* ASSIGNED TASK: Copy out the entries below exactly as they stand, but only from the line containing "Target: hair braid" through the line containing "Annotation guideline. For every instance of the bush, the".

* INFORMATION GIVEN:
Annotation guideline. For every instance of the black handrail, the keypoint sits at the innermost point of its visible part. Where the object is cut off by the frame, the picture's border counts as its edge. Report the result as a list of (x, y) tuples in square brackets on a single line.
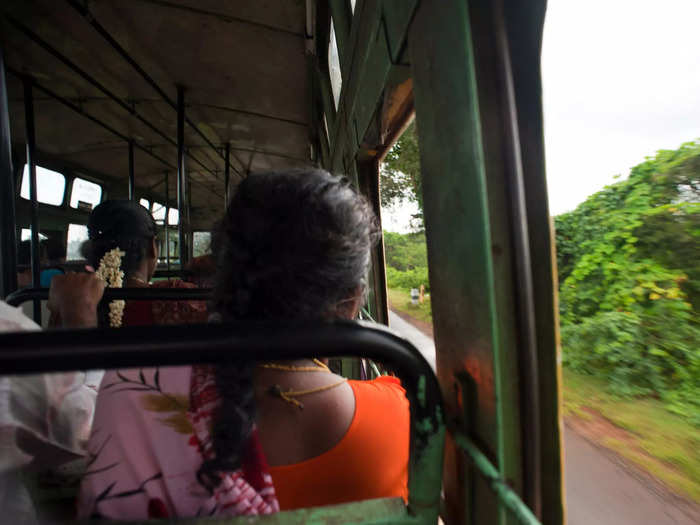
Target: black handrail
[(139, 346), (127, 294)]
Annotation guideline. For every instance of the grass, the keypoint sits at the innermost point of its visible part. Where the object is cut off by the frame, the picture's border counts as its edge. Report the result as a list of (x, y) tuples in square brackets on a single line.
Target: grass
[(664, 444), (401, 300), (667, 445)]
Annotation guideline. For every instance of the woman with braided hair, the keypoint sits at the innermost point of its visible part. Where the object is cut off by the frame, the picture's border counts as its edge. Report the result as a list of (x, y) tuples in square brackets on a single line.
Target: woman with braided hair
[(127, 225), (254, 437)]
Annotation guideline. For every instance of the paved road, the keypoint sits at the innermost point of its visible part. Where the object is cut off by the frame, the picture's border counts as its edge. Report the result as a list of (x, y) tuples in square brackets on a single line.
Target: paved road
[(421, 341), (599, 489)]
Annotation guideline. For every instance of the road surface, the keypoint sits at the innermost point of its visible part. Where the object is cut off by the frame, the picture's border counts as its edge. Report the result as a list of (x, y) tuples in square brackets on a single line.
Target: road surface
[(600, 489), (421, 341)]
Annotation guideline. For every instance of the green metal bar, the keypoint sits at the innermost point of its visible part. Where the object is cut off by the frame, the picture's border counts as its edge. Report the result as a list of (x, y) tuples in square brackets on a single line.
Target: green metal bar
[(507, 497), (463, 249), (341, 16), (366, 316)]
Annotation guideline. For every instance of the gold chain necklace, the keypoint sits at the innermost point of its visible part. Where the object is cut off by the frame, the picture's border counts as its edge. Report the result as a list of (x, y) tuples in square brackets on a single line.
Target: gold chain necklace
[(290, 395)]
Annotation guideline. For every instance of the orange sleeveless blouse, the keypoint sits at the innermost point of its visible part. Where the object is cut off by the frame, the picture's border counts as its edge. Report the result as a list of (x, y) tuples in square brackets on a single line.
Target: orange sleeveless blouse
[(370, 461)]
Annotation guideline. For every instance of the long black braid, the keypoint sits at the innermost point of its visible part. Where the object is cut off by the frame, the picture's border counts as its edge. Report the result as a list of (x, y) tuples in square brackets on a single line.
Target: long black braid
[(292, 245)]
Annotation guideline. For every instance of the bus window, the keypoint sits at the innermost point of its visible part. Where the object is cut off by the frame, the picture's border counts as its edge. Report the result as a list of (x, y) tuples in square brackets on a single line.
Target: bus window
[(77, 235), (51, 185), (85, 194), (158, 212), (334, 66), (26, 235), (201, 243)]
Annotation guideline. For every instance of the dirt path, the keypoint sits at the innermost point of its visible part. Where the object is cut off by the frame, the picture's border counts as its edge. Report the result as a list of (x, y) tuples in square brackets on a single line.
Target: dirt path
[(601, 487)]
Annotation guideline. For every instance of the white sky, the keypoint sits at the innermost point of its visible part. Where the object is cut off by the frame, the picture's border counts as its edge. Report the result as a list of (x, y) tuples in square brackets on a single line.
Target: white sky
[(621, 81)]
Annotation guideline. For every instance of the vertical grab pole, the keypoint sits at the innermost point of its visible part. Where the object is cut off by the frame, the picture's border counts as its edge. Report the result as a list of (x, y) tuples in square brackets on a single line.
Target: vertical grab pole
[(31, 164), (181, 178), (227, 171), (167, 223), (132, 178), (8, 226)]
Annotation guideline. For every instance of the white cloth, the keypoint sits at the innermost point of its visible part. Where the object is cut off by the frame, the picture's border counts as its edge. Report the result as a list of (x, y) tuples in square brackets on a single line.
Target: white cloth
[(45, 418)]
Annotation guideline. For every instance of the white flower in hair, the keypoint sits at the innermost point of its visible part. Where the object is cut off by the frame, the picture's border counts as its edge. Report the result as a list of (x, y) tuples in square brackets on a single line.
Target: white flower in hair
[(110, 272)]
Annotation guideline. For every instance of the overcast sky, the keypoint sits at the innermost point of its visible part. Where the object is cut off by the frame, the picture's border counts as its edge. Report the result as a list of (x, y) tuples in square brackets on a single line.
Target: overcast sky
[(621, 81)]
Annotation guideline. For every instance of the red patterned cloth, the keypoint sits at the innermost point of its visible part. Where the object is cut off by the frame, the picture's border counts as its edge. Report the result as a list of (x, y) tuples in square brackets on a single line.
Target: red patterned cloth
[(248, 490), (148, 313)]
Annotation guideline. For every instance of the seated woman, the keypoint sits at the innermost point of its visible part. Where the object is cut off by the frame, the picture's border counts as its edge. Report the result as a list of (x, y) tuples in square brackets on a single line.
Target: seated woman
[(198, 440), (130, 227)]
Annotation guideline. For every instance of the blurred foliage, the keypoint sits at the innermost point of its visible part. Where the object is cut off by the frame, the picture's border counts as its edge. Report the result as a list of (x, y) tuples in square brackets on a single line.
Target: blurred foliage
[(400, 174), (629, 270)]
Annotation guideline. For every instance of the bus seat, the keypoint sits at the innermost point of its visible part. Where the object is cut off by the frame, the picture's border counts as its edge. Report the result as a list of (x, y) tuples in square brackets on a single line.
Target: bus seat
[(24, 353)]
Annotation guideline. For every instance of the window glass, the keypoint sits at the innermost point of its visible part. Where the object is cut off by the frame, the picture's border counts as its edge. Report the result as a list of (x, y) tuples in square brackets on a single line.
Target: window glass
[(77, 235), (201, 243), (85, 194), (334, 66), (158, 212), (50, 185)]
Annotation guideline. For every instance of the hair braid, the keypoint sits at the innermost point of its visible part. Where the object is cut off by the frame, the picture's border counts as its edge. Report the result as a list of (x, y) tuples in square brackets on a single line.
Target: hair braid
[(291, 245)]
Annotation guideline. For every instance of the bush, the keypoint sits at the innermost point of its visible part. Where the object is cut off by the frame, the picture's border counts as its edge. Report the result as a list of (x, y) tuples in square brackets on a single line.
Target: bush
[(629, 282)]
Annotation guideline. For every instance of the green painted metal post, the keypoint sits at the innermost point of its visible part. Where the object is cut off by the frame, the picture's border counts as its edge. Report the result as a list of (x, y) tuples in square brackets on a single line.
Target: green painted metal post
[(468, 161)]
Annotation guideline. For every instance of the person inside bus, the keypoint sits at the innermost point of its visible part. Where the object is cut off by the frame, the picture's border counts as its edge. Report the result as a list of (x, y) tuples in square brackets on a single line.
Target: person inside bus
[(56, 257), (127, 225), (198, 440)]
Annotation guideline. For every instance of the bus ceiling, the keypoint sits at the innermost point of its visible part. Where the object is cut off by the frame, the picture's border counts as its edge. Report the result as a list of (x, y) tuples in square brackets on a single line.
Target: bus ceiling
[(107, 75)]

* RESULT:
Target: hair braid
[(291, 245)]
Annotation guideline. For every instance of the bush, the keypoint sits at the innermost point of its visible part. Where the object is cut off by the frame, the picture's border counts as its edge. Report the result as a list of (x, y) tuples in square brackets on a single line.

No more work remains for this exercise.